Reading text:
━━━
Apple A8 Benchmarked

Pneumothorax · Sep 30, 2014

CHADBOGA said:
Considering how the A7 wowed everyone and the A8 has the benefit of a shrink, this is overall a pretty disappointing effort in my view.

What happened to all that ARM magic pixie dust that was supposed to leave Intel & x86 in its wake?

On the basis of the A8, I don't see ARM challenging x86 on the desktop, anytime soon.

Yup, I enjoy arguing all day with the Apple zealots on macrumors who treat the Ax series like the 2nd coming of the CPU. They all believe that in 1-2 generations Apple's cpu will blow away Intel's best mobile cpu. The moment Apple puts a craptastic ARM cpu in their Macbook is the day I stop buying their laptops.

Burpo · Sep 30, 2014

"A total of up to 13 Broadwell-U series processors, the processor will also be used for a new generation of Apple MacBook Air."

http://chinese.vr-zone.com/129253/intel-will-announced-broadwell-u-14nm-cpu-in-ces-2014-09292014/

Eug · Sep 30, 2014

Eug said:
The results seem to be similar for GFXbench 3.0 too, so I guess they did work for native on-screen resolution. This is from AnandTech's review:

Notice how much slower the 6 Plus performs. This is a factor of two difference.

I wonder what this means for the iPad Air 2, if anything.

The iPhone 6 Plus has a resolution that is lower than the iPad Air's 2048x1536 (although with the Air, there is no constant downsampling like there is with the 6 Plus). Will the A8 in the iPad Air 2 be significantly faster clocked? Or will the Air 2 actually get an A8X?

Actually, I'm thinking neither, and that the Air 2 will be only slightly faster clocked, with no A8X upgrade.
━━━
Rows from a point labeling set
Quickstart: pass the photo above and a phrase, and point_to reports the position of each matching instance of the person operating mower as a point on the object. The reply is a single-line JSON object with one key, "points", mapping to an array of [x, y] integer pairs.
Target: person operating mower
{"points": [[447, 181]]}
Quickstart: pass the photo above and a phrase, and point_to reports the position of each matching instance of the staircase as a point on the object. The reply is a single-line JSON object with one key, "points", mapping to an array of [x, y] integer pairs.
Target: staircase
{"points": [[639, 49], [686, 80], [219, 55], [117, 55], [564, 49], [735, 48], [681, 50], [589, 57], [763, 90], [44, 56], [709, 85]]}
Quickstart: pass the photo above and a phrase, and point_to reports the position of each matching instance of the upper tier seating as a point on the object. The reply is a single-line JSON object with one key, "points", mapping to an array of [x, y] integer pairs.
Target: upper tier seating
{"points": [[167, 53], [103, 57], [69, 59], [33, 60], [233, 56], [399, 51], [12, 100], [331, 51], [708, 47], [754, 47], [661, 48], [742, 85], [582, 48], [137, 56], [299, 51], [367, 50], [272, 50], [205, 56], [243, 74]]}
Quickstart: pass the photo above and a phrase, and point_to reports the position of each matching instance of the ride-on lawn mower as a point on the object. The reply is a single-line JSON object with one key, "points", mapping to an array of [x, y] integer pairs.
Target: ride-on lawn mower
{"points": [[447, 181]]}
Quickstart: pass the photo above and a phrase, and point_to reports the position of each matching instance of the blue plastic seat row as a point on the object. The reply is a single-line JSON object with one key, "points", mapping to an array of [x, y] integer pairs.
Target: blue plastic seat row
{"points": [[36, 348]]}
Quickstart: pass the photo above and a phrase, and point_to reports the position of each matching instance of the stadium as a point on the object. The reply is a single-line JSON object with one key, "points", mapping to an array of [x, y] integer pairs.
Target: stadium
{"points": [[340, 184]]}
━━━
What to do:
(1) Reproduce word for word the passage of the A8 benchmark thread starting at "Apple A8 Benchmarked" and ending at "in my view.".
(2) What resolution does the A8 benchmark thread give for the iPad Air?
(3) Do these statements agree with the A8 benchmark thread? Answer yes or no for each, and quote the words that decide it.
(a) A new generation of the MacBook Air is said to use a Broadwell-U series processor.
(b) Eug expects the iPad Air 2 to receive an A8X.
(c) The 6 Plus is described as performing twice as fast.
These rows come from a separate source and have no connection to the A8 benchmark thread.

Answers given:
(1)
Apple A8 Benchmarked

Pneumothorax · Sep 30, 2014

CHADBOGA said:
Considering how the A7 wowed everyone and the A8 has the benefit of a shrink, this is overall a pretty disappointing effort in my view.

(2) 2048x1536

(3)
(a) Yes: "the processor will also be used for a new generation of Apple MacBook Air."
(b) No: "the Air 2 will be only slightly faster clocked, with no A8X upgrade."
(c) No: "Notice how much slower the 6 Plus performs. This is a factor of two difference."